YOUR ASSIGNMENT » Repeat each record exactly as written, and drop any images.

RECORDS TO USE »
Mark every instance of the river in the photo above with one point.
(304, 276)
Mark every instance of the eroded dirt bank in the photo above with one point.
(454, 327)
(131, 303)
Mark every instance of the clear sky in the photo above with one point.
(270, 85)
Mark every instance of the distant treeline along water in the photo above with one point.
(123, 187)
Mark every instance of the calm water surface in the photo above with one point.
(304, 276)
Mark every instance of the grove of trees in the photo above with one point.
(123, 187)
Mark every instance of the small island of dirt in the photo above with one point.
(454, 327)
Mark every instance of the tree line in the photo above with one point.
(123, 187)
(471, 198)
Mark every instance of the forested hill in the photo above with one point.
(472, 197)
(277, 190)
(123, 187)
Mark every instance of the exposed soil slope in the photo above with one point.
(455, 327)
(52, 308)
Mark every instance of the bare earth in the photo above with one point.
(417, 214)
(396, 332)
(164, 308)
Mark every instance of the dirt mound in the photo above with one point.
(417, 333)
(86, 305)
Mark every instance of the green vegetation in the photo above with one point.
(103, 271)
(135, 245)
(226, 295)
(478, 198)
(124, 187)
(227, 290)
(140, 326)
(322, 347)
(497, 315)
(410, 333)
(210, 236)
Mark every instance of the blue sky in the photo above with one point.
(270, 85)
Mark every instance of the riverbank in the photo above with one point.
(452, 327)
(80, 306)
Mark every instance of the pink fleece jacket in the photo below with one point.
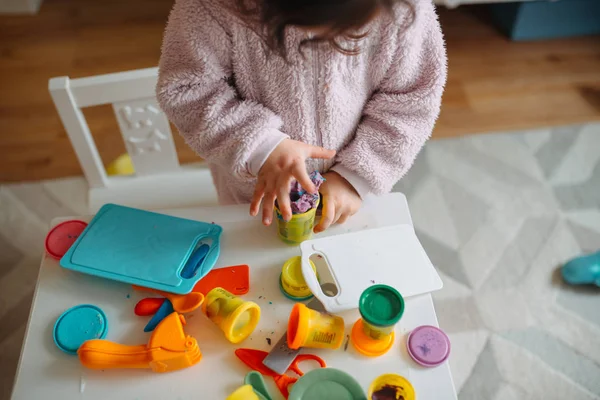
(234, 101)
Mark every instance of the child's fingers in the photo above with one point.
(299, 172)
(268, 204)
(259, 192)
(327, 216)
(283, 201)
(343, 218)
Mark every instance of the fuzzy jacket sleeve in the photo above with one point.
(194, 91)
(401, 113)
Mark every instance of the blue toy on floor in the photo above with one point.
(583, 270)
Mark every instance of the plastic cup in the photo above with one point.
(299, 228)
(291, 280)
(314, 329)
(381, 307)
(234, 316)
(391, 386)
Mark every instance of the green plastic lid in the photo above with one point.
(381, 305)
(327, 383)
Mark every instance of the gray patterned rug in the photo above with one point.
(497, 213)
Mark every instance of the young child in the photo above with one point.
(269, 90)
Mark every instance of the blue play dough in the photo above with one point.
(163, 312)
(77, 325)
(583, 270)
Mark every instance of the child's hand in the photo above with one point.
(286, 162)
(340, 201)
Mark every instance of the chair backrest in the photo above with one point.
(144, 127)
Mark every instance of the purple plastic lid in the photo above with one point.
(428, 346)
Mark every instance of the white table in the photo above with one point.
(46, 373)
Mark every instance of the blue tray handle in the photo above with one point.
(213, 254)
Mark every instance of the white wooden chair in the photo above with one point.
(159, 181)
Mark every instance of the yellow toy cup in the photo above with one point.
(299, 228)
(291, 280)
(243, 393)
(235, 317)
(391, 386)
(310, 328)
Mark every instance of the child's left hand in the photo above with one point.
(340, 201)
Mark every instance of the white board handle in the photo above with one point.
(329, 302)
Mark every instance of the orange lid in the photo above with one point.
(367, 346)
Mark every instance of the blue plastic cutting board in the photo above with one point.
(142, 248)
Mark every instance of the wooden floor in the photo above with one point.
(494, 84)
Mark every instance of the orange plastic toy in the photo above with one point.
(235, 280)
(311, 328)
(182, 303)
(169, 349)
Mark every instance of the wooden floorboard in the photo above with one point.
(494, 84)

OUTPUT FOR THIS TASK »
Mark every instance of the river in the photo above with one point.
(304, 276)
Mark every instance of the eroded dirt bank in the photo above with one point.
(454, 327)
(131, 303)
Mark every instance of the clear sky in the photo above with one point.
(270, 85)
Mark every instance of the distant treeline along water in the photo above with one point.
(123, 187)
Mark every instance of the calm water surface in the photo above with one point.
(304, 276)
Mark every instance of the grove of trees in the photo above with one point.
(123, 187)
Mark every instance of the small island of dirt in the photo above with one point.
(454, 327)
Mark every instance of the tree line in the photo above with one point.
(123, 187)
(471, 198)
Mark every instance of the forested hill in the photo above with one point.
(472, 197)
(277, 190)
(123, 187)
Mark every instance of the exposed soil slope in the photo above with one point.
(455, 327)
(52, 308)
Mark every instance of the bare earth in the photo above with one point.
(417, 214)
(396, 332)
(164, 308)
Mark every instance of the dirt mound in the photo above with one point.
(417, 333)
(86, 305)
Mark every instance of the green vegetation in the photo above with one point.
(103, 271)
(135, 245)
(226, 295)
(478, 198)
(124, 187)
(227, 290)
(140, 326)
(322, 347)
(497, 315)
(410, 333)
(210, 236)
Mark every instance of the blue sky in the photo above with one point.
(270, 85)
Mark every instance of the riverbank in the photo above with one point.
(452, 327)
(80, 306)
Mark every instance of the pink fleece jacket in the photo below with one point.
(234, 101)
Mark every instance of the child's fingers in the photo above with one point.
(299, 172)
(268, 204)
(259, 192)
(327, 216)
(283, 201)
(343, 218)
Mark every instance of the fuzzy jacket sleeve in the photo above with one point.
(194, 91)
(401, 113)
Mark every instance of the blue toy on floor in the photo above with one point.
(583, 270)
Mark every instance of the plastic cup in the photo above with one point.
(299, 228)
(291, 280)
(314, 329)
(381, 307)
(234, 316)
(391, 386)
Mark every instance of the green plastic lid in the photo above with one point.
(381, 305)
(327, 383)
Mark every instance of the gray patterned rug in the photo above with one point.
(497, 213)
Mark every instance of the young child in the photo above with one point.
(269, 90)
Mark every instance of the blue play dough in the photo above with one point.
(163, 312)
(77, 325)
(583, 270)
Mark every instance of the child's hand in the photo above with one point.
(286, 162)
(340, 201)
Mark every instance of the chair backrest in the photo above with one point.
(144, 127)
Mark every instance of the purple plastic lid in the photo above with one point.
(428, 346)
Mark every instance of the white table in the photo above with one point.
(46, 373)
Mark every instance of the blue tray handle in the photo above with one point.
(213, 254)
Mark every instance of the white wooden chair in the photo above with one point.
(159, 181)
Mark every instance of the yellow toy cup in the photo above with one point.
(299, 228)
(291, 280)
(243, 393)
(235, 317)
(391, 386)
(310, 328)
Mark every instance of the child's left hand in the photo above with one point.
(340, 201)
Mark every instance of the white board handle in the photo above with one point.
(329, 302)
Mark every instance of the orange lid in the photo above with one point.
(367, 346)
Mark every instance of the blue plastic cutting board in the photo above with one point.
(142, 248)
Mark every instance of the wooden floor in the photo above with one point.
(494, 84)
Mark every instance of the orange plastic toy in the photo above with one point.
(235, 280)
(311, 328)
(182, 303)
(169, 349)
Mark every instance of the wooden floorboard in the photo above with one point.
(494, 84)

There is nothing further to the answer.